**Task description**
Every line from the line containing "Player-spacing review: tag the stadium crowd" through the final line of the data is to be printed exactly; no other line is to appear.

**Raw records**
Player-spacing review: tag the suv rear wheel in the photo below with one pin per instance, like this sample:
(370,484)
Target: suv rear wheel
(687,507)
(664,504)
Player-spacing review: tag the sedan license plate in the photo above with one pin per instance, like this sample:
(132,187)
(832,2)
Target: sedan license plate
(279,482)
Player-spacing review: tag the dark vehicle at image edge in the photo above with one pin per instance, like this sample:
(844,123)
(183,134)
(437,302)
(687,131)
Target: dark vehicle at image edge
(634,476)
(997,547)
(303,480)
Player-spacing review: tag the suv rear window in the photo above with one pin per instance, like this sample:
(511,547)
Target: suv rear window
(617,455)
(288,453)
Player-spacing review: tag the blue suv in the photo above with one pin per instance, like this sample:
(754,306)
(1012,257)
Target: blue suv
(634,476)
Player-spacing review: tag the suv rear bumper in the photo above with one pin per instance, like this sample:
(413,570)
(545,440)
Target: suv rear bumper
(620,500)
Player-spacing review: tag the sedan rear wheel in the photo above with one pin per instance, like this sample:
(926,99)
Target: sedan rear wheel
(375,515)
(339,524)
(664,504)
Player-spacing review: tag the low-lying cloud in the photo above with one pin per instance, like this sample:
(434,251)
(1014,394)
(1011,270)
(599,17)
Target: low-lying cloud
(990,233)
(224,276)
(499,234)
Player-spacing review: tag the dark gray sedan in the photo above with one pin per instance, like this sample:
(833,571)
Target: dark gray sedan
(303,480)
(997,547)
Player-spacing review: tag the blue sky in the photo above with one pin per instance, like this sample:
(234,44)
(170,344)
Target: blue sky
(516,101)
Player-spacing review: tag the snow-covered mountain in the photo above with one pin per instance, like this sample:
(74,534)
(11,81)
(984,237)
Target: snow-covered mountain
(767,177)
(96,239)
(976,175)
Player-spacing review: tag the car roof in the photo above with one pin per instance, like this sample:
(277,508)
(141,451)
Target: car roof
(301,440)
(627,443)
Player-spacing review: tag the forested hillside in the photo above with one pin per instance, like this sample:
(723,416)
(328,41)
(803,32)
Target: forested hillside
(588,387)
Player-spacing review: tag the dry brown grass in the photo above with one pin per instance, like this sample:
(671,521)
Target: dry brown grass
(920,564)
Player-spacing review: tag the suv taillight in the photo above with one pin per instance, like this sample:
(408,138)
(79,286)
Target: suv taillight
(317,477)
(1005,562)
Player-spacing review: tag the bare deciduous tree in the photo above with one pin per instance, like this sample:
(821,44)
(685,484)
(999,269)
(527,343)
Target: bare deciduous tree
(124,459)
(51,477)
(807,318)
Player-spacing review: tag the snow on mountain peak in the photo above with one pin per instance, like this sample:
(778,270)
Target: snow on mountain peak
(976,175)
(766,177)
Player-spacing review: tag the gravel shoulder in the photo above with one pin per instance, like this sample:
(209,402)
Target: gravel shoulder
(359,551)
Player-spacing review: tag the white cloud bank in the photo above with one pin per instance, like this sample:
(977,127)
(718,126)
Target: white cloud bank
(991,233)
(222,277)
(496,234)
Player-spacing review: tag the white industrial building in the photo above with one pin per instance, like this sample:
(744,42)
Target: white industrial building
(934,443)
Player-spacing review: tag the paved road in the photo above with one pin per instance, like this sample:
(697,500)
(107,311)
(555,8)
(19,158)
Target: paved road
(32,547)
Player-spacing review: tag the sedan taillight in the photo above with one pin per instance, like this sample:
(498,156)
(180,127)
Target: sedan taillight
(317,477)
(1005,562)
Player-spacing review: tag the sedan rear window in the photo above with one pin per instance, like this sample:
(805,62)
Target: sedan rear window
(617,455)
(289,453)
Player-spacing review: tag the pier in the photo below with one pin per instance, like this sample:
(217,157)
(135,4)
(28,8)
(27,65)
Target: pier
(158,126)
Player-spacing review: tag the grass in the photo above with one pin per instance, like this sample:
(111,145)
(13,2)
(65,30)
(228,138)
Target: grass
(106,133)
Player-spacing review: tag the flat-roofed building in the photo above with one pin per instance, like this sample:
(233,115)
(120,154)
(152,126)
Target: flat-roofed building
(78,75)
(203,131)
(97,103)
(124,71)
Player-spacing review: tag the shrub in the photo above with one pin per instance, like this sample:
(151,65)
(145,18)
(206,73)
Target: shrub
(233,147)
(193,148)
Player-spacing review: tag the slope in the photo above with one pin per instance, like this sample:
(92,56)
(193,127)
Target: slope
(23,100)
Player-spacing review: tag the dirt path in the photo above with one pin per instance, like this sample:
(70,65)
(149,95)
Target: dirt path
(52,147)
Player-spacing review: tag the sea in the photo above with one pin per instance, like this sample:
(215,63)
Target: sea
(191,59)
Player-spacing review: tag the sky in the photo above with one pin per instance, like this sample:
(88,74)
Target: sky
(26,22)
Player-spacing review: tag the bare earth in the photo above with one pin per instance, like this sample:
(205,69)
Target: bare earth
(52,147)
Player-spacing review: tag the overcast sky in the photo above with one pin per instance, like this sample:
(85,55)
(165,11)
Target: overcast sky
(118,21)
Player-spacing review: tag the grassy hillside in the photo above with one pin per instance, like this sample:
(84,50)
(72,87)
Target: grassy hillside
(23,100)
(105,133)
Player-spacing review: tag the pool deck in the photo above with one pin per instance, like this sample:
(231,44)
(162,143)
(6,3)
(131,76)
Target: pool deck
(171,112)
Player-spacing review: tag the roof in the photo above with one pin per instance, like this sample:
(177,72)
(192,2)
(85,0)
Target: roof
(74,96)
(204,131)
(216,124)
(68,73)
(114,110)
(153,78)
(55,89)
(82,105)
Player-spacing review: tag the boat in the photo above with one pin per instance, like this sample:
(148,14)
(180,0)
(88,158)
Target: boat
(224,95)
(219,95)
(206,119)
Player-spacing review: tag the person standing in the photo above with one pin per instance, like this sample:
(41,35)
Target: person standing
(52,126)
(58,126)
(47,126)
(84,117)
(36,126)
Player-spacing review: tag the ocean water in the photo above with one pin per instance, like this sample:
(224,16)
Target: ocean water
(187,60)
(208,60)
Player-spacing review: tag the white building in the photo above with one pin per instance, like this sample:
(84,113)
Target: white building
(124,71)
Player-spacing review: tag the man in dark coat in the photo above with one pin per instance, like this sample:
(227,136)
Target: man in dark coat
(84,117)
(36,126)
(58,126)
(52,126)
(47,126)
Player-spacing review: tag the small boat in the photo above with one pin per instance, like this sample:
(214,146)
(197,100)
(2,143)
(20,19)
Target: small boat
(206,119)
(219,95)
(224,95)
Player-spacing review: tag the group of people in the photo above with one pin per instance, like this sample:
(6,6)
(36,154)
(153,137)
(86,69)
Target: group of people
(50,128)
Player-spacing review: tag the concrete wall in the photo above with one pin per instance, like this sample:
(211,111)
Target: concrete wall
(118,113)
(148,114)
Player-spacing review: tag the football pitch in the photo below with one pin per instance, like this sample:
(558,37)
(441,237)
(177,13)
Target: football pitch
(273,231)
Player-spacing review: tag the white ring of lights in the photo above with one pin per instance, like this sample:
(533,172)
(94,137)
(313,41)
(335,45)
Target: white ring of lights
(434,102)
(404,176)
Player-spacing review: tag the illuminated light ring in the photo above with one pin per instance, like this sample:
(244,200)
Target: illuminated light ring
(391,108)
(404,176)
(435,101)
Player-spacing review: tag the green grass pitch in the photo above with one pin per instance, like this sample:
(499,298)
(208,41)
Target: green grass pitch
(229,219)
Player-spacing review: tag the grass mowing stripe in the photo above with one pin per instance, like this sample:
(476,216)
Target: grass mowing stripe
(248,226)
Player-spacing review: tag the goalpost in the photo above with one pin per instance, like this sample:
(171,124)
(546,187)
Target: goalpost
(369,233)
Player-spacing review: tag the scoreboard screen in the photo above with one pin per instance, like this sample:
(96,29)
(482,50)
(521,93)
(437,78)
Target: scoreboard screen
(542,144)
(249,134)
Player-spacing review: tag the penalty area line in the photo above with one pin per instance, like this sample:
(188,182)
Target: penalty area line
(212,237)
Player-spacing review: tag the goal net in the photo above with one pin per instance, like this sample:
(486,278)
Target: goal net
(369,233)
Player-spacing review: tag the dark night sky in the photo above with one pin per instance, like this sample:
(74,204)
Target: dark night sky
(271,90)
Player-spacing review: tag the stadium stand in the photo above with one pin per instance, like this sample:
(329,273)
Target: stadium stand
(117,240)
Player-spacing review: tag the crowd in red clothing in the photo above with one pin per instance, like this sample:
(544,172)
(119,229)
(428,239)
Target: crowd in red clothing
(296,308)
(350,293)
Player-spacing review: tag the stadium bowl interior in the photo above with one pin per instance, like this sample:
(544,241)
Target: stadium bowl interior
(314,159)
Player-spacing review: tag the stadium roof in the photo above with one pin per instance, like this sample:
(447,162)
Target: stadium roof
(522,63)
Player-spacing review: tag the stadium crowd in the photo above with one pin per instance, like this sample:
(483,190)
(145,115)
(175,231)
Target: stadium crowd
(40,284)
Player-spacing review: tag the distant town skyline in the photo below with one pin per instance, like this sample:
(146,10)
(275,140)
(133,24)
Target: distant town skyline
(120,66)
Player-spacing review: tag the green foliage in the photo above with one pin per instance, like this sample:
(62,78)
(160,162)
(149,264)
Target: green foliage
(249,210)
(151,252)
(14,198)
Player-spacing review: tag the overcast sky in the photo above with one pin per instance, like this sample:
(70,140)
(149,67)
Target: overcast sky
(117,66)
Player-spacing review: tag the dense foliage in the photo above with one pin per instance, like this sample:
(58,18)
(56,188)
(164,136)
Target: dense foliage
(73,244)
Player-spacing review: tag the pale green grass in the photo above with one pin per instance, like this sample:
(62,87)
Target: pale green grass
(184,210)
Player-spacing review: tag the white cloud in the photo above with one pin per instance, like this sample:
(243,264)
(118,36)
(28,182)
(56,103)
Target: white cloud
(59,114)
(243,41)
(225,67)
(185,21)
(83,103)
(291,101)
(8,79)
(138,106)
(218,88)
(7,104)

**The completed task**
Player-spacing review: tag the stadium crowd in the photo above with one pin per instance, like this sample:
(483,190)
(145,115)
(175,231)
Target: stadium crowd
(40,284)
Player-spacing review: tag the distant town skyline in the photo below with one pin per instance, like this sample:
(146,10)
(275,140)
(133,24)
Target: distant town skyline
(120,66)
Player-spacing review: tag the green foliage in the photo above with one pin per instance, like this sample:
(62,78)
(160,162)
(149,264)
Target: green foliage
(249,210)
(151,252)
(14,198)
Player-spacing review: tag the overcast sky in the photo above with one pin per instance, like this sample:
(70,140)
(149,67)
Target: overcast sky
(117,66)
Player-spacing review: tag the dense foliage in the photo above with one pin per instance, like this sample:
(58,18)
(56,188)
(164,136)
Target: dense foliage
(73,244)
Player-spacing review: tag the pale green grass in the photo above with one pin per instance, like this sample:
(62,87)
Target: pale green grass
(184,210)
Player-spacing review: tag the white cloud in the photo above with one pin per instance, like this sample:
(243,264)
(118,36)
(28,182)
(56,103)
Target: white cloud
(59,114)
(243,41)
(225,67)
(185,21)
(83,103)
(291,101)
(8,79)
(138,106)
(218,88)
(7,104)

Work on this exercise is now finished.